YOUR ASSIGNMENT: Once the line with "[[358, 225], [198, 238]]" is found in the entries below, repeat it and each following line exactly, up to and including the line with "[[40, 246], [313, 315], [216, 69]]". Add no other lines.

Region pointing data
········
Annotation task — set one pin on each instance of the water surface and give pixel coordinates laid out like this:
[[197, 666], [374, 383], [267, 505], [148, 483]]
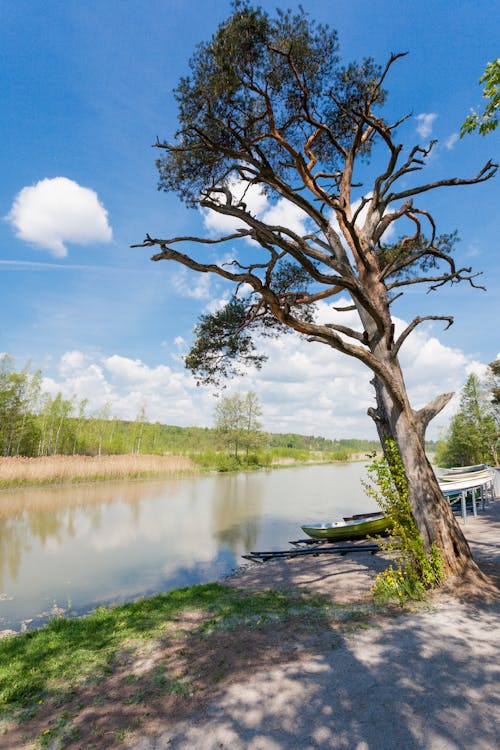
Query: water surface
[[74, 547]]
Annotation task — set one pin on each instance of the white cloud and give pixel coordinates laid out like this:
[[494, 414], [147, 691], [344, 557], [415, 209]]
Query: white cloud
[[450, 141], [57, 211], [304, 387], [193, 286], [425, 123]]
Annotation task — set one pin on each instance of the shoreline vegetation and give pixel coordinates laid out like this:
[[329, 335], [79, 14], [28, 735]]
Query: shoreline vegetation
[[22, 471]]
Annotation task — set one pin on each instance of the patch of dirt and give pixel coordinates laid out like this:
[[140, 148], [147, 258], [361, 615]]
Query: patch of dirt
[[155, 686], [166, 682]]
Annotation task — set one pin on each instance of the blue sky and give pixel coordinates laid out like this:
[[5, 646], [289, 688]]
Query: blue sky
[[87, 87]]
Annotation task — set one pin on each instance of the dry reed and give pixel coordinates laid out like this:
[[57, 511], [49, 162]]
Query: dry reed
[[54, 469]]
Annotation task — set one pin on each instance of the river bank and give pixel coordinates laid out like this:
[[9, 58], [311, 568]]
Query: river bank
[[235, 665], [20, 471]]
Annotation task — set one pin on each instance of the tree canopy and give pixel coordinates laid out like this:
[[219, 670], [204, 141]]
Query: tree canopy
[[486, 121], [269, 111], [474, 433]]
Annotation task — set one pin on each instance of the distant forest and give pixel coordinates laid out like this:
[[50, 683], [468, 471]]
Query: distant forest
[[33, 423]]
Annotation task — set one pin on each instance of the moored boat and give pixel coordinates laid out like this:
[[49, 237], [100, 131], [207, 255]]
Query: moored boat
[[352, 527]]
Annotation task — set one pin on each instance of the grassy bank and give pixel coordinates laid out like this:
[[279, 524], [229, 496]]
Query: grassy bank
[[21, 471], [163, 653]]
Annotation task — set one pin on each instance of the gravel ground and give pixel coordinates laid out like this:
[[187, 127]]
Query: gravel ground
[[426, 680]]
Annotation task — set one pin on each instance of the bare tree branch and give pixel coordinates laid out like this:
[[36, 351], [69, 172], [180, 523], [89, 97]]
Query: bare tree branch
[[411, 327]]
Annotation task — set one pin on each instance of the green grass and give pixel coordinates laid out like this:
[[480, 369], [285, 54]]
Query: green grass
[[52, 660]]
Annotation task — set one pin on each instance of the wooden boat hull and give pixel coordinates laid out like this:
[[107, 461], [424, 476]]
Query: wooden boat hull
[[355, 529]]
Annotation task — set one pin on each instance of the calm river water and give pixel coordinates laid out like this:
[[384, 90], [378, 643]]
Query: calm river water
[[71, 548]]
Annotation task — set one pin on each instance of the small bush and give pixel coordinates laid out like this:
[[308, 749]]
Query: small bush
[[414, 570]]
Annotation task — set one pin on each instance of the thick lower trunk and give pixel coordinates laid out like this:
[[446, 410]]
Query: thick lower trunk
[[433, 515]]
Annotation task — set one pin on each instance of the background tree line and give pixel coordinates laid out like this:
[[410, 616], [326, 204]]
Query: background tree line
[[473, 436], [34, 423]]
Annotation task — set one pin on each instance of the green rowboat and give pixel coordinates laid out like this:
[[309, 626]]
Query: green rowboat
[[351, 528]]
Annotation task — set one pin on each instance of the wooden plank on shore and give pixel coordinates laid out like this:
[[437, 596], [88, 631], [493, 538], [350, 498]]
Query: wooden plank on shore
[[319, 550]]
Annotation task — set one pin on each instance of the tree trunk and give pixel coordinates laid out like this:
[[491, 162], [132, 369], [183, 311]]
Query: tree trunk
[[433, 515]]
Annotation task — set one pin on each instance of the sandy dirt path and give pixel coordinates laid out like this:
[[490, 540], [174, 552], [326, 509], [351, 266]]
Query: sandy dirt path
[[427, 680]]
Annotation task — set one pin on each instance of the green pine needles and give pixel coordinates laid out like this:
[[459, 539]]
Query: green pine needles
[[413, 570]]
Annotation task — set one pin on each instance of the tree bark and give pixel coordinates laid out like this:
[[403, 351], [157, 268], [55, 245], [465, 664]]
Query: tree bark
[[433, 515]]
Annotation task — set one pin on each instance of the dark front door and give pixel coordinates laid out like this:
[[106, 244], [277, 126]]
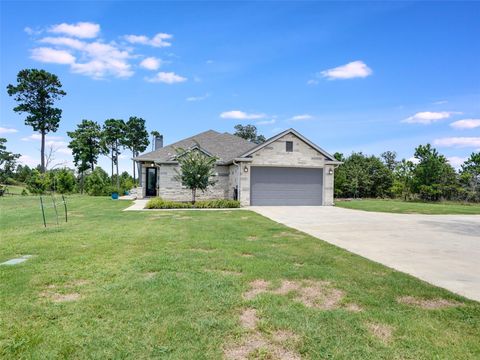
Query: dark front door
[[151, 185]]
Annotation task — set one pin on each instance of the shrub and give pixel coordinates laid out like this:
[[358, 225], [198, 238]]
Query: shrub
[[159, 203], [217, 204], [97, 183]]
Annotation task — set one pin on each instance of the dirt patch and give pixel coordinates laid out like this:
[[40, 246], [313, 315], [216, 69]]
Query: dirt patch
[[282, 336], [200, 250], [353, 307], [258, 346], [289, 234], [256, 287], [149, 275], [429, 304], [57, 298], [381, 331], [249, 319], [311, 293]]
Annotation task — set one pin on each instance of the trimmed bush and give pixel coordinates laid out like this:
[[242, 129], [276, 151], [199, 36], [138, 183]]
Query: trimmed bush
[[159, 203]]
········
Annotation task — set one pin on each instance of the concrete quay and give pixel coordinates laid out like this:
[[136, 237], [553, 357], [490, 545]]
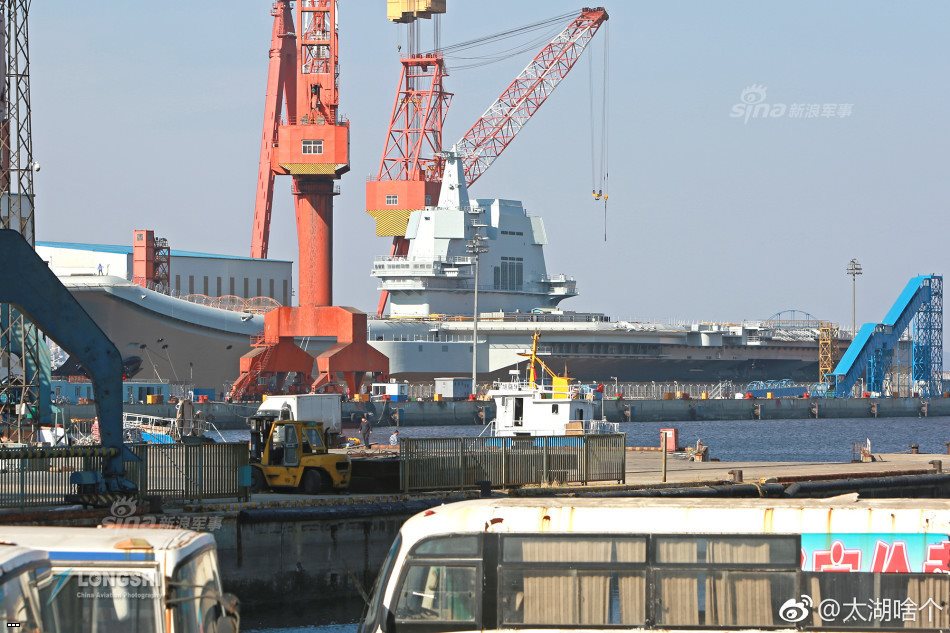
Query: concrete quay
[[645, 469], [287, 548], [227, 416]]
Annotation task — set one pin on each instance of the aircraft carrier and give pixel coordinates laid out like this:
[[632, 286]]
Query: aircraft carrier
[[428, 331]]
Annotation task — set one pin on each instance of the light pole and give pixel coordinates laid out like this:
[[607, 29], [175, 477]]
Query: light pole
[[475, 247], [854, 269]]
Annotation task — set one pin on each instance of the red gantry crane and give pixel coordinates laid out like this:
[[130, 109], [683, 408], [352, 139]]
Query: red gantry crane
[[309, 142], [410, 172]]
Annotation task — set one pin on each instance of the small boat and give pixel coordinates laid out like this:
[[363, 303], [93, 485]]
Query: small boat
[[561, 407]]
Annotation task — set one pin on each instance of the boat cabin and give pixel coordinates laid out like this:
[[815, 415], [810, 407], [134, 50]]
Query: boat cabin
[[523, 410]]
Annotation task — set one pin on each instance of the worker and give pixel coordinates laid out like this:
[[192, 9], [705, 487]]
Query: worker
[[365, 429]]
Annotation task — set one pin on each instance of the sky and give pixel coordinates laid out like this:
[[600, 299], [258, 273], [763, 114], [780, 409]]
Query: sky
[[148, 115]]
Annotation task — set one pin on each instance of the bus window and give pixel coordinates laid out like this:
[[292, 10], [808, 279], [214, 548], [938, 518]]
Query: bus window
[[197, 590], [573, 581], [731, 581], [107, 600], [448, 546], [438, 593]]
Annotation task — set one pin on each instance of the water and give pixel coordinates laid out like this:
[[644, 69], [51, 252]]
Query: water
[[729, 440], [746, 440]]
········
EXERCISE SOLUTION:
[[358, 225], [198, 238]]
Query: shrub
[[159, 203], [217, 204], [97, 183]]
Annotation task — set one pin on each instance of the dirt patch and give pixel coordinates laid out like this:
[[40, 246], [313, 315], [216, 69]]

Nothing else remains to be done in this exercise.